#### TO BE DONE
• A. Check each statement below against the Zomato locations notebook. For each, say yes or no and quote the words of the notebook that decide it. (i) The notebook finds missing values in the location data. (ii) The regression's R-squared is 0.93. (iii) The Shapiro test shows the residuals are normally distributed.
• B. In the Zomato locations notebook, which color map is used for the correlation heatmap?
• C. From the Zomato locations notebook, reproduce the passage from "print(locations.shape)" to "above sns plot." character for character.

#### EXTRACT PROVIDED
★ ★ ★

# Data loading and Libraries

In [None]:
import pandas as pd
import numpy as np
import seaborn as sns
import matplotlib.pyplot as plt
%matplotlib inline

In [None]:
locations=pd.read_csv('/kaggle/input/zomato-restaurant-info-bengaluru/zomato_locations.csv')
locations.head()

In [None]:
print(locations.info())
print(locations.shape)

# Checking Missing values

In [None]:
sns.set()
sns.heatmap(locations.isnull(), cbar=False, yticklabels=False, cmap='viridis')

we see that there is no missing values in above sns plot.

In [None]:
locations.isnull().sum()

# Exploratory Analysis

In [None]:
plt.figure(figsize=(8,4))
sns.heatmap(locations.corr(),cmap='Greens',annot=True)

we see that there is no correlations between given Features.

In [None]:
data_sort=locations.sort_values(by='avg_rating',ascending=False)
data_sort.head()

In [None]:
#histogram of avg_rating
plt.hist(data_sort['avg_rating'],10)

i) we see that there are total 50 locations where highest rating is given for resturants.
ii)There is only one resturants which got zero rating.
ii)Most of resturants having rating is between 3 to 4.5

In [None]:
#
k=pd.pivot_table(data_sort,index='avg_rating',values='count',aggfunc='sum')
k.plot(kind='bar')

i)we see that there are total 12000 resturants having rating is 3.8 and approximately 9000 resturants having rating is 4.1.

In [None]:
sns.catplot(x='avg_rating',kind='box',data=locations)

In [None]:
sns.relplot(x='lon',y='lat',hue='avg_rating',data=locations)

# Linear Regression

In [None]:
import statsmodels.api as sm

In [None]:
y=locations.iloc[:,4].values
x=locations.iloc[:,1:4].values

In [None]:
lin_model=sm.OLS(y,x).fit()
lin_model.summary()

we see that all regressor x1,x2,x3 having p_value is less then 0.05.Hence all three variables are significant.
Also R-squared and Adj.R-squared values are closer to 1. Here R-squared is 0.93 we say that 93% of data fit regression model.

# Residual Analysis

In [None]:
from scipy.stats import shapiro
y_pred=lin_model.predict(x)
residual=y-y_pred
shapiro(residual)

We see that pvalue is less then 0.05,Hence we reject null hypothesis.Hence residuals are Not normally distributed.

In [None]:
plt.hist(residual)

In [None]:
#Residual Analysis
print(np.mean(residual))
plt.plot(residual)

★ ★ ★

#### MATERIAL
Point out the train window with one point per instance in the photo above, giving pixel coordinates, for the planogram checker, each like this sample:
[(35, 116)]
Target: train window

★ ★ ★

#### ANSWERS PROVIDED
• A.
(i) No: "we see that there is no missing values in above sns plot."
(ii) Yes: "Here R-squared is 0.93"
(iii) No: "Hence residuals are Not normally distributed."

• B. The color map is 'Greens'.

• C.
print(locations.shape)

# Checking Missing values

In [None]:
sns.set()
sns.heatmap(locations.isnull(), cbar=False, yticklabels=False, cmap='viridis')

we see that there is no missing values in above sns plot.